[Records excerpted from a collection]

______

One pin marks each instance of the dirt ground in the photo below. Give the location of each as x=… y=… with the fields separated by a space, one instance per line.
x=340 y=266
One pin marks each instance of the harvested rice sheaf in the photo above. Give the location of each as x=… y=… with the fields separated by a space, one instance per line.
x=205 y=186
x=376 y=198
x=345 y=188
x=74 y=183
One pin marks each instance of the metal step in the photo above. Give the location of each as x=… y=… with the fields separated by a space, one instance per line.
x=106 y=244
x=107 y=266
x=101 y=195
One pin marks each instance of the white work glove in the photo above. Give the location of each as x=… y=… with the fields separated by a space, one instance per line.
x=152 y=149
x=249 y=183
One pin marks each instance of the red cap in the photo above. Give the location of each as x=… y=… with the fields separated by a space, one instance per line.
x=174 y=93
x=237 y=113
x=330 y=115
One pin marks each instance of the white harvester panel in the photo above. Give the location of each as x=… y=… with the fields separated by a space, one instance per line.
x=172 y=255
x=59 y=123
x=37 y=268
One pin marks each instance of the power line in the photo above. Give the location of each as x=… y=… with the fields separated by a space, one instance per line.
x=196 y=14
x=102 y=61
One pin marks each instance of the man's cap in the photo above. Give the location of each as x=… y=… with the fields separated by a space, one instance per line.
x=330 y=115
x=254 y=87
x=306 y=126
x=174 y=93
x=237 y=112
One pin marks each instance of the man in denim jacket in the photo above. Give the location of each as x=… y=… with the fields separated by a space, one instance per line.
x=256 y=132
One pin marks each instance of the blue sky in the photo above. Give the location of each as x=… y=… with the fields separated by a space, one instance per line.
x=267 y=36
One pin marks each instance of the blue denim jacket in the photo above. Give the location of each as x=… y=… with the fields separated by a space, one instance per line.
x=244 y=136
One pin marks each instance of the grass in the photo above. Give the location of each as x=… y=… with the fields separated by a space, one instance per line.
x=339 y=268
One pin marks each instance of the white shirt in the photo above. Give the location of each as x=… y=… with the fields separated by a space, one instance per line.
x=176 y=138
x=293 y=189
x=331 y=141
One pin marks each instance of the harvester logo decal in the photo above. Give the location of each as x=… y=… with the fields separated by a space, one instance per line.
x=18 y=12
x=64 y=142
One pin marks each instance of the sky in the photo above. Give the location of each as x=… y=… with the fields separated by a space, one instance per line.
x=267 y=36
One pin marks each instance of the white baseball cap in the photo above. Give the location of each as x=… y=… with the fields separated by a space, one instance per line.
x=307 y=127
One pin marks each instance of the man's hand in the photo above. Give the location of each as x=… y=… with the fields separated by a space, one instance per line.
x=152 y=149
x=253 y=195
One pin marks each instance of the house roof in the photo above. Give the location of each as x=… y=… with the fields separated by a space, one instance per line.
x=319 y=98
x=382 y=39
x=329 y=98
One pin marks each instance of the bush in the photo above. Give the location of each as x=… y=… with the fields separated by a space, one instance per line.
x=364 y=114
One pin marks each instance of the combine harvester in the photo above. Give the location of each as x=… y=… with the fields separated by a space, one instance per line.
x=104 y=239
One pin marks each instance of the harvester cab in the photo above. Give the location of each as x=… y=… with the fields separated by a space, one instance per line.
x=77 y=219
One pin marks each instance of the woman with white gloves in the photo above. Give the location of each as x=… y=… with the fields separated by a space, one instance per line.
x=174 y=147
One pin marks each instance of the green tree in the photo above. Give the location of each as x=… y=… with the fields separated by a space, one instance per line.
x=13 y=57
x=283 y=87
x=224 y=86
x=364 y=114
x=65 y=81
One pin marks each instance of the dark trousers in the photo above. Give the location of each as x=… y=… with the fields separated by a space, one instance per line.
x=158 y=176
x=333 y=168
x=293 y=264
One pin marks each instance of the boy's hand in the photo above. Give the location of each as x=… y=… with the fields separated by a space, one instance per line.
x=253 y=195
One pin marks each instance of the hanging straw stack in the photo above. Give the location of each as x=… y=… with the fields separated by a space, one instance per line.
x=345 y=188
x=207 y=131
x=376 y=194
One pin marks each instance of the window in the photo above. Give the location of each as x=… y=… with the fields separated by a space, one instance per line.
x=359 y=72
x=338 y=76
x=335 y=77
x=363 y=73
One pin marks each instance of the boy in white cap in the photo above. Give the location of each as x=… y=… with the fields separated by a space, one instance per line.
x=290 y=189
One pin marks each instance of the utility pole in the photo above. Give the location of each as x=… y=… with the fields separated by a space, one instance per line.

______

EXERCISE DETAILS
Output the entries above word for word.

RESPONSE BELOW
One pin marks each instance of the dirt ground in the photo below. Give the location of each as x=… y=… with the fields separated by a space, one instance per line.
x=340 y=266
One pin marks each instance of the harvested rice sheaf in the photo above. Give the location of each as x=… y=… with the fields separated by a space, one instance per line.
x=205 y=186
x=376 y=198
x=345 y=188
x=74 y=183
One pin marks each instance of the metal step in the photo above. Give the location of each as x=… y=… with the fields separated by a space, one instance per line.
x=106 y=244
x=107 y=266
x=101 y=195
One pin marks each instance of the white work glove in the photo above. Give the location of each as x=… y=… with the fields separated by a space, one instance per line.
x=152 y=149
x=249 y=183
One pin marks each instance of the red cap in the photo above. Give the location of each as x=… y=… with the fields separated by a space, one instance per line.
x=174 y=93
x=237 y=113
x=330 y=115
One pin marks each instance of the white harvester panel in the photo above. Give the location of each as x=… y=… with the fields separated by a space, one instance per line.
x=172 y=255
x=59 y=123
x=37 y=268
One pin marks each instance of the power line in the photo above. Give the location of each as x=… y=… with the fields separated by a space, one instance per line.
x=196 y=14
x=102 y=61
One pin marks each instance of the man's cap in the photo above. Give the location of each as x=… y=… with the fields separated by a space, one instance per line.
x=330 y=115
x=254 y=87
x=306 y=126
x=174 y=93
x=237 y=112
One pin marks each instance of the man in denim jacket in the photo above. Give the location of each as x=… y=… with the fields separated by a space, one instance per line.
x=256 y=132
One pin marks each instance of the blue sky in the photo above. Give the location of each as x=… y=… with the fields separated by a space, one instance per line.
x=267 y=36
One pin marks each instance of the blue denim jacket in the photo above. Give the location of each as x=… y=… with the fields separated by a space, one instance per line.
x=244 y=136
One pin marks each instance of the grass in the photo above. Give the location of each as x=… y=… with the fields separated by a space, one instance per line.
x=339 y=268
One pin marks each instance of the white shirt in the photo above. Give the location of each as x=… y=… with the fields separated by a space, one instance per line.
x=176 y=138
x=293 y=189
x=331 y=141
One pin marks each instance of the harvester logo decal in the photo above. Give the location of each as x=… y=… with the fields separated by a space, one instance per line.
x=18 y=12
x=64 y=142
One pin marks each instance of the sky in the photo above. Give the location of each as x=… y=… with the fields separated by a space, one instance per line.
x=267 y=36
One pin marks each instance of the white baseball cap in the photo above. Give the location of each as x=… y=… with the fields separated by a space, one instance per line.
x=307 y=127
One pin marks each instance of the man's hand in the photo above. Give the location of each as x=… y=… with the fields separated by a space, one instance per line.
x=152 y=149
x=253 y=195
One pin marks each instance of the house roof in the photo above. Give the location of each as x=… y=… with the fields separated by a space, one instance per line.
x=319 y=98
x=382 y=39
x=329 y=98
One pin marks each instance of the bush in the photo above. Give the location of each as x=… y=… with the fields separated by a space, one instance per line.
x=364 y=114
One pin marks each instance of the combine harvester in the photo above. Give the location of each as x=… y=… with the fields separated by a space, one instance per line.
x=104 y=239
One pin marks each instance of the harvester cab in the photo above. Give the location of each as x=… y=… with the fields separated by a space, one instance per line.
x=77 y=219
One pin marks each instance of the woman with white gloves in the photo above. Give the location of each as x=… y=… with the fields separated by a space, one instance per line.
x=174 y=147
One pin marks each instance of the green tree in the photo above. Give the location of each as x=… y=… with the fields separated by a space, one instance per line.
x=13 y=57
x=283 y=87
x=224 y=86
x=364 y=114
x=65 y=81
One pin marks each instance of the dark trousers in the photo above. Give the location of each as x=… y=… with the fields separated by a space, one instance per line.
x=158 y=176
x=333 y=168
x=293 y=264
One pin marks each instance of the boy's hand in the photo above. Give the location of each as x=… y=… with the fields separated by a space, one instance per line.
x=253 y=195
One pin marks each instance of the hanging straw stack in the photo above. Give the location of each as x=… y=… with the fields separated by a space, one instance per line.
x=345 y=188
x=207 y=131
x=376 y=194
One pin marks each instance of the window in the photo above. Give the location of each as x=… y=… with the fields separated by a space, one instance per line.
x=359 y=72
x=338 y=76
x=335 y=77
x=363 y=73
One pin marks each instance of the boy in white cap in the photo above. Give the location of each as x=… y=… with the fields separated by a space, one instance per line.
x=290 y=189
One pin marks each instance of the utility pole in the photo above. Give the location of each as x=… y=… with the fields separated by a space, one instance per line.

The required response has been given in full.